The Journal, Friday, August 10

Hey Folks,

Okay, first up, I recommend you visit Reedsy.com and subscribe to their free newsletter. Seriously. If there’s more than one, subscribe to the one by Ricardo Fayet. Extremely informative articles, but they come only via email.

Topic: Take Your Time

Most of you know I enjoy reading thrillers and action-adventure novels. (What are called “thrillers” today were called “men’s action-adventure” back in the ’60s and ’70s.)

When I find something that blows my socks off, I finish reading for pleasure, then go back and find that place and study it to see how the guy (or gal) did that.

It’s a smart way to study particular techniques.

But recently, having read 18 or 19 of Lee Child’s Jack Reacher series, I started wondering what made readers and critics identify them as “page-turners.”

I mean, I agreed with them. It takes me no more than two or three days to read a Reacher paperback. I typically read a hundred or so pages without realizing I’ve read that much. So they’re definitely page-turners, but I still wasn’t sure why.

Jack Higgins’ books also are page-turners, but I’d already identified his method. Usually you won’t get through more than two or three pages in one of his books without a strong challenge or conflict occurring and the hero or heroine meeting it head-on.

But for all the critics’ one-liner praise, the Jack Reacher books are NOT chock full of riveting action.

So what makes his novels page-turners?

I asked myself this question about six books back. And then about three books back, I realized what it was. (I kept it to myself until I read a few more, just to be sure.)

For one thing, Child is absolutely GREAT at writing cliffhangers. And each scene is a chapter, so he writes a LOT of cliffhangers.

And he’s careful to ground the reader in the opening of every chapter. So those two things alone are excellent, and it’s difficult to put the book down.

But what about all the in-between stuff? As I said, with the Reacher series it isn’t non-stop action. So what is it?

It’s something I’ve come to call quiet suspense. The whole time, from the hook to the cliffhanger, the reader SUSPECTS something’s going to happen. Or suspects something MIGHT happen. Something seems always on the verge of happening.

It doesn’t always (or even usually) happen, but the level of tension is so high you can’t stop reading anyway. Even when Reacher’s doing nothing more than enjoying a cup of coffee and a quiet conversation with someone (usually a professional woman, like a cop or a lawyer or an Army officer or NCO) in a diner. He spends a LOT of time drinking coffee, and he drinks a LOT of it in diners, and he does so in the company of a beautiful professional woman almost every time.

Even in the midst of a non-action scene, the dialogue and the narration (whether first or third person) is necessary and snappy.

And detailed.

Excruciatingly detailed.

Child takes his time when he writes. He allows the characters to tell the story, and he allows it to unfold at close to real-life speed.

Dataset items
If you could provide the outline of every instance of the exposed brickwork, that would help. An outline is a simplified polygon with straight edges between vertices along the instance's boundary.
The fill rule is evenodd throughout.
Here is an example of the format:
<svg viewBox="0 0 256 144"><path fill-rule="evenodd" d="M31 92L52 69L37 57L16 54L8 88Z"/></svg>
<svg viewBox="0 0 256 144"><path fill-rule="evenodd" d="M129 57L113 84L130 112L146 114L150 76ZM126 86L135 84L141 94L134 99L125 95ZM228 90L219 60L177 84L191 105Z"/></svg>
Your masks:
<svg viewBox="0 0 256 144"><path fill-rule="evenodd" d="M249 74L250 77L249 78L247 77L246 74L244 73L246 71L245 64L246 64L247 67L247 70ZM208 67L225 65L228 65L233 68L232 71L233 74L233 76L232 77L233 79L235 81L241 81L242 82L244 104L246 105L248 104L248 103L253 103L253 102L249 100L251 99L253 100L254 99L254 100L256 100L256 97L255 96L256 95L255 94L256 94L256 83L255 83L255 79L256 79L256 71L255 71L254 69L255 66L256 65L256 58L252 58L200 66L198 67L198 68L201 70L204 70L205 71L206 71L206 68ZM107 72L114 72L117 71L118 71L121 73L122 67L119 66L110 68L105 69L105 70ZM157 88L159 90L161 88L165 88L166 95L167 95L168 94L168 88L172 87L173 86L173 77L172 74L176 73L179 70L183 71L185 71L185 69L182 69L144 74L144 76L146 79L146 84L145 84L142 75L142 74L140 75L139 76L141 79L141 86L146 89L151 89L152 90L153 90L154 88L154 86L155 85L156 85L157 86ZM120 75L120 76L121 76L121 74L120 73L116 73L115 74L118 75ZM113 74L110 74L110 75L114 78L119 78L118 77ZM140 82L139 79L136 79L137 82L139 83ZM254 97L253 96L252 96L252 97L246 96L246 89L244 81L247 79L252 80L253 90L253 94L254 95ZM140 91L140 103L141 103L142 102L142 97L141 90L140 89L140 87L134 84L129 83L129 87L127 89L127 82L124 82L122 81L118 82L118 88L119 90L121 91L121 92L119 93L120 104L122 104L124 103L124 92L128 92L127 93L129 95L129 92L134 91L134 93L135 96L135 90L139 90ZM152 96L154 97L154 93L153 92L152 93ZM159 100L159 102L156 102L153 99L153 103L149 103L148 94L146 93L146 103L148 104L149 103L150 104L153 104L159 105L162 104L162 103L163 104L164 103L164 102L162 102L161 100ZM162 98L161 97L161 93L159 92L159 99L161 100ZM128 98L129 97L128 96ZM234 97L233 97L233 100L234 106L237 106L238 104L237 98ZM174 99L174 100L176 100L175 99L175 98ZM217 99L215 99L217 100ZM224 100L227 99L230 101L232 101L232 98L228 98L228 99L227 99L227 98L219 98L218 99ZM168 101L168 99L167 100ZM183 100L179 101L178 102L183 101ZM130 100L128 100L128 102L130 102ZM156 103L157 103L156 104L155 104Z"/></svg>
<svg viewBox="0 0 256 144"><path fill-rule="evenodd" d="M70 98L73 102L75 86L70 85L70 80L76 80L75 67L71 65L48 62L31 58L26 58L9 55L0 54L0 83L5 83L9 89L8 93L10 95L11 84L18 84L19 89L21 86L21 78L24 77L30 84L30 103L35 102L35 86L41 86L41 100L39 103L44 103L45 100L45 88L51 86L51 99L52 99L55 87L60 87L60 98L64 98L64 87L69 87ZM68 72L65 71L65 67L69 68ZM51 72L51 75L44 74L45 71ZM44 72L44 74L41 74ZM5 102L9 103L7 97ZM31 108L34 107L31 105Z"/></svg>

What is being asked
Reproduce the journal entry above, word for word, from "Most of you" to "gal) did that.".

Response to the task
Most of you know I enjoy reading thrillers and action-adventure novels. (What are called “thrillers” today were called “men’s action-adventure” back in the ’60s and ’70s.)

When I find something that blows my socks off, I finish reading for pleasure, then go back and find that place and study it to see how the guy (or gal) did that.